**INSTRUCTIONS TO FOLLOW**
Could you return every record below exactly as it stands, leaving out the pictures?

**SUPPLIED DATA**
____________

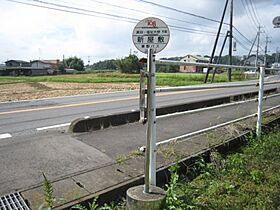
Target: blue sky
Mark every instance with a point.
(29, 32)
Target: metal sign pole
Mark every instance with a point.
(260, 102)
(150, 161)
(142, 96)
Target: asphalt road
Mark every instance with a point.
(30, 117)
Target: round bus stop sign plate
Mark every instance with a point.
(151, 33)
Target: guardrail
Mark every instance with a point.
(151, 146)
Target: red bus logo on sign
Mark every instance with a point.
(152, 23)
(151, 33)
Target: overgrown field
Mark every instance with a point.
(249, 179)
(163, 79)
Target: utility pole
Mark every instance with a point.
(265, 50)
(230, 40)
(220, 55)
(216, 41)
(258, 45)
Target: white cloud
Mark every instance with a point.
(28, 32)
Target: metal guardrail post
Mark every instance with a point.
(260, 102)
(150, 160)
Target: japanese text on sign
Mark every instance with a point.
(150, 33)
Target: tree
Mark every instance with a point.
(74, 63)
(129, 64)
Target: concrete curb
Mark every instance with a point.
(118, 191)
(81, 125)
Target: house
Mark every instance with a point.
(50, 66)
(193, 59)
(251, 60)
(17, 63)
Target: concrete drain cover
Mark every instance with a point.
(13, 201)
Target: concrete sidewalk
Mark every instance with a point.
(81, 166)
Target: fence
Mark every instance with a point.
(150, 159)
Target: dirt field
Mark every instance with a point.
(35, 90)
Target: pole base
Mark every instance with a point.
(137, 199)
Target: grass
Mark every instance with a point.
(163, 79)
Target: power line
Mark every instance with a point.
(241, 44)
(177, 10)
(254, 11)
(144, 12)
(67, 11)
(106, 15)
(247, 13)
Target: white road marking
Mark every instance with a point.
(5, 135)
(53, 126)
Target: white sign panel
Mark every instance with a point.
(151, 33)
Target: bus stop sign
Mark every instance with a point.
(151, 33)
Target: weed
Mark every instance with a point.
(136, 153)
(48, 194)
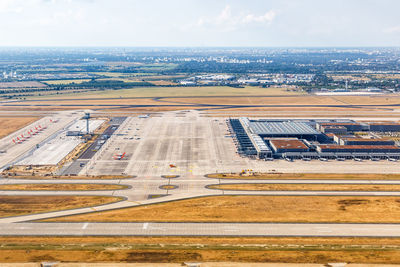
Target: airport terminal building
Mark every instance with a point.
(312, 139)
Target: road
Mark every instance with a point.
(200, 229)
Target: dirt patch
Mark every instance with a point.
(301, 209)
(22, 205)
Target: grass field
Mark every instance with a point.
(304, 176)
(61, 187)
(329, 209)
(9, 125)
(199, 249)
(22, 205)
(307, 187)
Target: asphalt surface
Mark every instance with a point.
(200, 229)
(197, 145)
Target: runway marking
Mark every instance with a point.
(136, 202)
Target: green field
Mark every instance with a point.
(157, 91)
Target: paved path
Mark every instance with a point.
(201, 229)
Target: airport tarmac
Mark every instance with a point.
(201, 229)
(56, 149)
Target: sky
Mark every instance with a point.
(200, 23)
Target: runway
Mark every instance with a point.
(200, 229)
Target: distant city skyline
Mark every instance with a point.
(200, 23)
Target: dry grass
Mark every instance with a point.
(62, 187)
(9, 125)
(312, 176)
(199, 249)
(307, 187)
(22, 205)
(332, 209)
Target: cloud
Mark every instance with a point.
(226, 20)
(268, 17)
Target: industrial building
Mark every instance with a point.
(358, 148)
(280, 146)
(384, 127)
(350, 126)
(365, 141)
(339, 130)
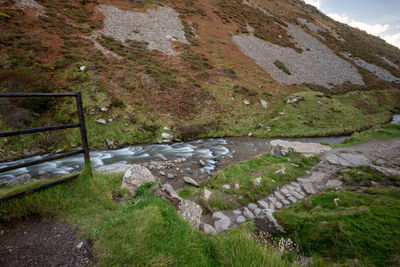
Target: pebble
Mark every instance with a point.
(190, 181)
(247, 213)
(240, 219)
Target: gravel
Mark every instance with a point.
(317, 64)
(157, 27)
(378, 71)
(390, 63)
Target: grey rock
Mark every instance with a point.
(101, 121)
(257, 211)
(263, 204)
(114, 168)
(386, 171)
(237, 212)
(135, 176)
(20, 179)
(240, 219)
(190, 181)
(266, 222)
(191, 212)
(226, 186)
(309, 188)
(348, 160)
(333, 183)
(223, 222)
(264, 103)
(110, 143)
(282, 147)
(247, 213)
(297, 195)
(257, 181)
(252, 206)
(207, 194)
(167, 136)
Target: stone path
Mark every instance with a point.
(384, 153)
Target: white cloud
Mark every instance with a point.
(316, 3)
(393, 39)
(374, 29)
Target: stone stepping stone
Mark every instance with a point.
(237, 212)
(252, 206)
(263, 204)
(247, 213)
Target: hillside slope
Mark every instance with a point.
(193, 69)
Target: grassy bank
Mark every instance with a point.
(144, 231)
(320, 114)
(273, 171)
(362, 230)
(383, 132)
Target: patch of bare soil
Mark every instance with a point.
(40, 242)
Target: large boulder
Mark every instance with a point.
(191, 212)
(282, 147)
(135, 176)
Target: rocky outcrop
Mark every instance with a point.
(191, 212)
(266, 222)
(282, 147)
(135, 176)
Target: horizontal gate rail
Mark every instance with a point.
(81, 125)
(35, 162)
(38, 130)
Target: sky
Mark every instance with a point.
(377, 17)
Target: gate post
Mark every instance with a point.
(81, 116)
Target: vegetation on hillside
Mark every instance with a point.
(198, 93)
(274, 172)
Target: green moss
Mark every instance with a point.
(274, 171)
(363, 228)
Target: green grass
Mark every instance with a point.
(363, 230)
(282, 67)
(144, 231)
(365, 176)
(383, 132)
(244, 174)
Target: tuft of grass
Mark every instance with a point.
(321, 114)
(144, 231)
(383, 132)
(244, 174)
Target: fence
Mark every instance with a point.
(81, 125)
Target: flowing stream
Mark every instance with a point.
(210, 150)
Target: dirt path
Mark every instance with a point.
(37, 242)
(386, 154)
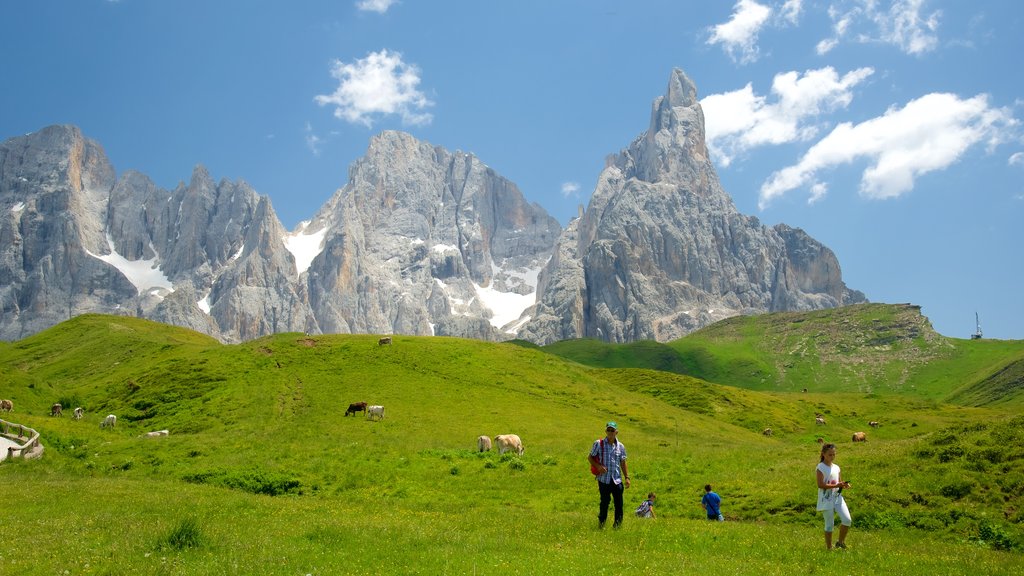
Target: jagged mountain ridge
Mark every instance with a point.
(662, 250)
(391, 251)
(419, 241)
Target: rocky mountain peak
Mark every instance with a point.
(662, 250)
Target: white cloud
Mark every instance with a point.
(929, 133)
(791, 10)
(903, 25)
(739, 35)
(738, 121)
(375, 5)
(378, 84)
(906, 28)
(312, 140)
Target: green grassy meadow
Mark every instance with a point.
(262, 474)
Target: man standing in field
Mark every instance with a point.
(607, 458)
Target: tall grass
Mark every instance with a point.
(262, 474)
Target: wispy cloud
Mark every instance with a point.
(904, 25)
(312, 140)
(570, 189)
(929, 133)
(375, 5)
(377, 85)
(740, 120)
(739, 36)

____________

**RESPONSE AREA**
Target: blue sky
Mark every instance with a point.
(29, 32)
Target: metal sign pole
Mark every instance with a point.
(260, 102)
(150, 161)
(142, 96)
Target: asphalt road
Mark every instance with a point.
(30, 117)
Target: round bus stop sign plate
Mark every instance with a point.
(151, 33)
Target: guardrail
Mark every instance with a point.
(151, 146)
Target: red bus logo on sign
Mark every instance with a point.
(152, 23)
(151, 33)
Target: overgrown field
Mark every instance with a point.
(249, 179)
(163, 79)
Target: utility pole
Mark every instance with a point.
(265, 50)
(230, 40)
(220, 55)
(216, 41)
(258, 45)
Target: white cloud
Mark every instance with a point.
(28, 32)
Target: metal guardrail post
Mark every instance with a point.
(260, 102)
(150, 160)
Target: japanese text on sign
Mark every instance with a point.
(150, 33)
Target: tree
Mark every instance with a point.
(74, 63)
(129, 64)
Target: concrete curb
Mark every instance with a point.
(118, 191)
(81, 125)
Target: house
Mark every instance with a point.
(50, 66)
(193, 59)
(251, 60)
(17, 63)
Target: concrete drain cover
Mark every instance with a point.
(13, 201)
Target: concrete sidewalk
Mark every instance with a point.
(81, 166)
Target: fence
Mark every instance with a point.
(150, 159)
Target: dirt field
Mark every instance with a point.
(35, 90)
Target: pole base
Mark every instance with a point.
(137, 199)
Target: grass
Mark every instance with a point.
(163, 79)
Target: power line
Mark every instance with a point.
(241, 44)
(177, 10)
(254, 11)
(144, 12)
(67, 11)
(106, 15)
(247, 13)
Target: white road marking
Mark every instance with a point.
(5, 135)
(53, 126)
Target: white sign panel
Mark every instance with a point.
(151, 33)
Target: bus stop sign
Mark every instance with a point.
(151, 33)
Target: weed
Mark every instance with a point.
(136, 153)
(48, 194)
Target: airport terminal building
Mark every instance with a point.
(312, 139)
Target: road
Mark every instance with a point.
(200, 229)
Target: dirt patch
Mark every instance with a point.
(301, 209)
(22, 205)
Target: grass field
Mark every instance with a point.
(304, 176)
(61, 187)
(329, 209)
(9, 125)
(199, 249)
(22, 205)
(307, 187)
Target: asphalt surface
Mark every instance with a point.
(200, 229)
(197, 145)
Target: runway marking
Mark every instance with a point.
(136, 202)
Target: green field
Mark every instance with a point.
(157, 91)
Target: paved path
Mark every instance with a point.
(201, 229)
Target: airport tarmac
Mark every instance with a point.
(201, 229)
(56, 149)
Target: sky
Mark every instance with a point.
(200, 23)
Target: runway
Mark every instance with a point.
(200, 229)
Target: distant city skyline
Mark every instance with a point.
(200, 23)
Target: dry grass
Mark every instance with a point.
(62, 187)
(9, 125)
(312, 176)
(199, 249)
(307, 187)
(22, 205)
(332, 209)
Target: cloud
Mark every instance with a point.
(226, 20)
(268, 17)
Target: industrial building
Mark every instance with a point.
(358, 148)
(280, 146)
(384, 127)
(350, 126)
(365, 141)
(339, 130)
Target: pebble
Mark every instance with a point.
(190, 181)
(247, 213)
(240, 219)
Target: gravel
Mark every instance with a point.
(317, 64)
(157, 27)
(378, 71)
(390, 63)
Target: grey rock
Mark every instance with a point.
(101, 121)
(257, 211)
(263, 204)
(114, 168)
(386, 171)
(237, 212)
(135, 176)
(20, 179)
(240, 219)
(190, 181)
(266, 222)
(191, 212)
(226, 186)
(309, 188)
(348, 160)
(333, 183)
(223, 222)
(264, 103)
(110, 143)
(282, 147)
(247, 213)
(297, 195)
(257, 181)
(252, 206)
(207, 194)
(167, 136)
Target: stone path
Mark every instance with a point.
(384, 153)
Target: white cloud
Mark every instance with a point.
(316, 3)
(393, 39)
(374, 29)
Target: stone stepping stone
Mark every instance with a point.
(237, 212)
(252, 206)
(263, 204)
(247, 213)
Target: hillside slope
Mark every instance with a point.
(193, 69)
Target: grassy bank
Mark every instance with a point.
(144, 231)
(320, 114)
(273, 171)
(362, 230)
(383, 132)
Target: patch of bare soil
Mark every instance with a point.
(40, 242)
Target: large boulder
Mark every instance with a point.
(191, 212)
(282, 147)
(135, 176)
Target: rocky outcrop
Mark every instance with a point.
(191, 212)
(266, 222)
(282, 147)
(135, 176)
Target: horizontal gate rail
Mark every instance with a point.
(81, 125)
(35, 162)
(38, 130)
Target: sky
Mark every instance with a point.
(377, 17)
Target: gate post
Mark every instance with a point.
(81, 116)
Target: vegetation on hillside
Mark every instance with a point.
(198, 93)
(274, 172)
Target: green moss
Mark every instance with a point.
(274, 171)
(363, 228)
Target: green grass
Mark every instance with a point.
(363, 230)
(282, 67)
(144, 231)
(365, 176)
(383, 132)
(244, 174)
Target: tuft of grass
Mark every instance with a point.
(321, 114)
(144, 231)
(383, 132)
(244, 174)
Target: fence
Mark every instance with a point.
(81, 125)
Target: flowing stream
Mark every instance with a point.
(210, 150)
Target: dirt path
Mark every instance with a point.
(37, 242)
(386, 154)
Target: jagged mountain ridge
Mark every instance with a point.
(662, 250)
(391, 251)
(419, 241)
Target: rocky mountain peak
Mark every instance with a point.
(662, 250)
Target: white cloud
Mark every instance with a point.
(929, 133)
(791, 10)
(903, 25)
(739, 35)
(738, 121)
(375, 5)
(378, 84)
(906, 28)
(312, 140)
Target: green grassy meadow
Mark every instance with a point.
(262, 474)
Target: man standing in field
Mark every instance with a point.
(607, 458)
Target: tall grass
Mark every instance with a point.
(262, 474)
Target: wispy cloud
Mark every instance with a point.
(904, 25)
(312, 140)
(570, 189)
(929, 133)
(375, 5)
(377, 85)
(740, 120)
(739, 36)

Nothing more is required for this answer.